╭─ Extracted material

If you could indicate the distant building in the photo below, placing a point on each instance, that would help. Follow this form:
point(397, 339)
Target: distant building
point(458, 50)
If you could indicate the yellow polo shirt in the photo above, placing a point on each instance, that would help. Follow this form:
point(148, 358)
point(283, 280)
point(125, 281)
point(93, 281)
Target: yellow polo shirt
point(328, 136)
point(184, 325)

╰─

Give the number of lines in the entries that hold the string "could", and add nothing else.

2